# [EXCERPTED TEXT]
By Tracy Gates
“Is that really a smart thing to do?”
A guy at my gym asked a friend of mine this question not too long ago. She was playing squash. She was pregnant. Very.
Now how many of us have been in situations others deemed unadvisable? Motorcycling, say. Or skydiving. Or jumping from a cliff into a frigid mountain pool – at night – naked. (The first two I’ve never tried…. ) The risk, of course, is only to ourselves. This was different. I imagine that’s probably more along the lines of what this guy was thinking. But that’s not what my friend was thinking.
I have known this woman for a few years now. One day last fall we were chatting in the locker room. She takes a squash lesson at the same time as my favorite gym class, so I see her almost every week. In fact, I really see her, since we are both changing out of our sweaty workout clothes…so I couldn’t help noticing that she was getting kind of, um, puffy around the middle. Strange, I remember thinking, as the rest of her still looked lean and strong.
Admittedly, I’m a little slow to pick up on stuff, especially after an hour of heaving around weights, so it took a few more weeks for it to register what the cause was, and by then my friend had noticed me ogling her.
“Yup, I’m pregnant,” she confirmed, looking down a little sheepishly at her stomach and then raising her eyebrow at it as if she didn’t quite approve.
“And you’re playing squash,” I said, rather dumbly, as if I hadn’t seen her moments before on the court.
“I’m going to play as long as I can,” she said. “Maybe I’ll give birth on the court!” She raised her other eyebrow, perking up a bit.
Who would’ve known that that would be only a slight exaggeration?

# [ACTIVITIES]
1. Copy the passage from the essay about the pregnant squash player between "Admittedly, I’m a" and "a slight exaggeration?", inclusive.
2. In the essay about the pregnant squash player, what did the friend joke she might do on the court?
3. Pick up the essay about the pregnant squash player after its last sentence and write what comes next.

# [SUPPLIED DATA]
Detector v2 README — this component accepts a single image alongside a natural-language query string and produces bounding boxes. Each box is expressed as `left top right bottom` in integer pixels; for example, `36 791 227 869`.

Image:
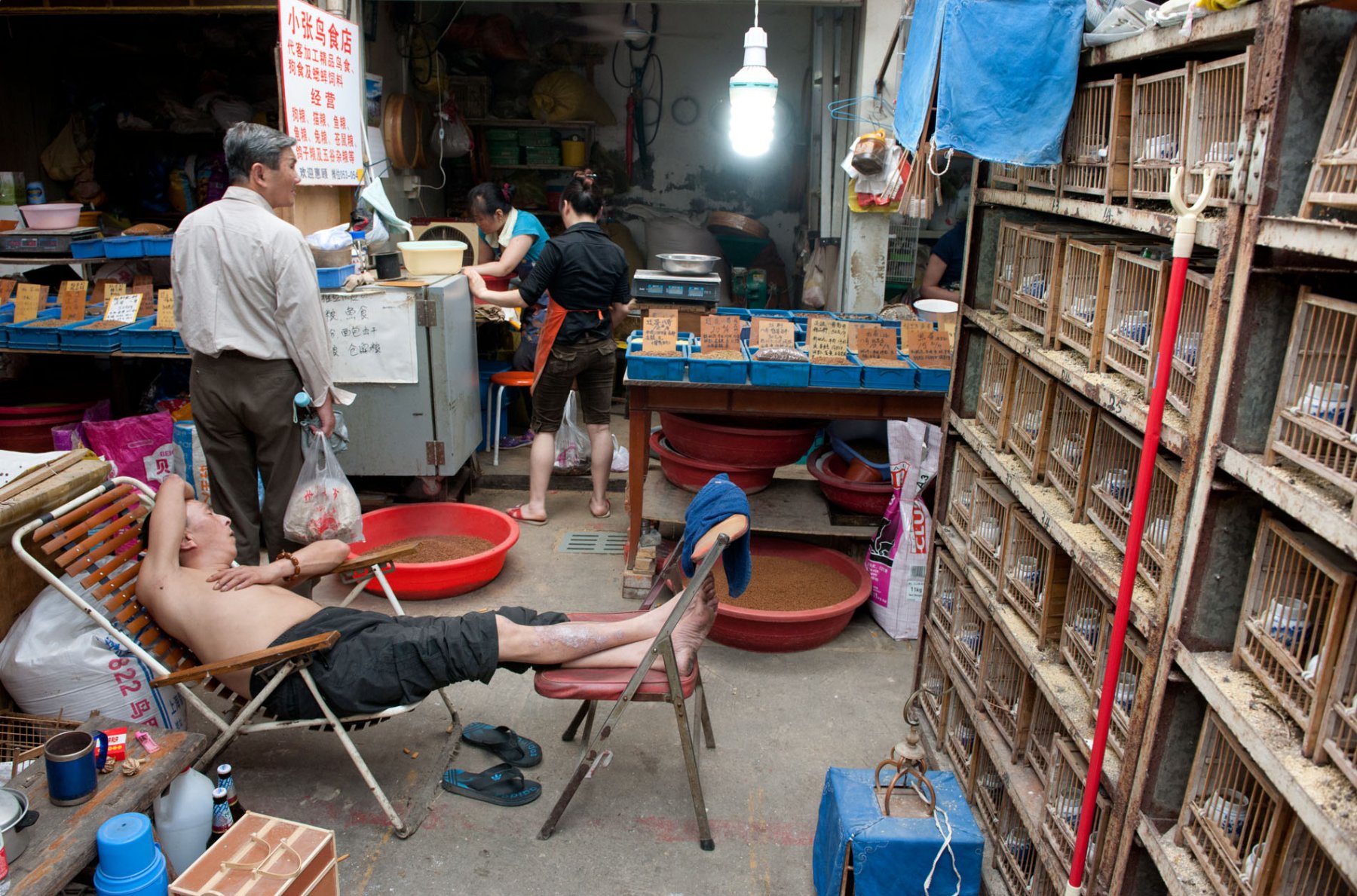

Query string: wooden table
5 716 207 896
624 375 946 569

# [SOLVED PROBLEMS]
1.
Admittedly, I’m a little slow to pick up on stuff, especially after an hour of heaving around weights, so it took a few more weeks for it to register what the cause was, and by then my friend had noticed me ogling her.
“Yup, I’m pregnant,” she confirmed, looking down a little sheepishly at her stomach and then raising her eyebrow at it as if she didn’t quite approve.
“And you’re playing squash,” I said, rather dumbly, as if I hadn’t seen her moments before on the court.
“I’m going to play as long as I can,” she said. “Maybe I’ll give birth on the court!” She raised her other eyebrow, perking up a bit.
Who would’ve known that that would be only a slight exaggeration?

2. She joked that she might give birth on the court.

3.
I saw my friend pretty regularly after that, and occasionally caught a few glimpses of her on the court during her lesson. Except for the growing girth of her stomach, she looked as athletic as she did before her pregnancy. I remember thinking that if I were pregnant, I would want to be out on the court, too, looking like that. But for some reason, I never asked her how it actually felt to play, or why she decided on squash when she could’ve stepped it back to pre-natal yoga or swimming like many of my previously pregnant friends had. Think about it, would you play squash if you had your soon to be offspring bouncing around in your belly? Think of all the times you’ve nearly embraced the sidewall, almost collided with your opponent, had a near miss with a not so soft racquet. Last season I wore the imprint of racquet strings on my arm—my fault, by the way.
It wasn’t until after she’d had the baby that my curiosity finally kicked in. She had emailed an announcement of her daughter’s birth and besides the requisite weight and length, had mentioned that her daughter was sure to be a good squash player owing to the fact that the mother had been playing squash only hours before the birth. Yes, you heard that right, she was lunging around a court HOURS—just a few mind you—before she embarked on one of the most amazing events a body—okay, a woman—can achieve in her life. How many people do you know whom have done something so physically impressive? The Ironman may come close, but does anyone give birth at the finish line? No. I had to know her story.
“I love the smell of sweat,” she said, over a glass of mango iced tea. “I love sports. The camaraderie. How it makes me feel mentally and spiritually.”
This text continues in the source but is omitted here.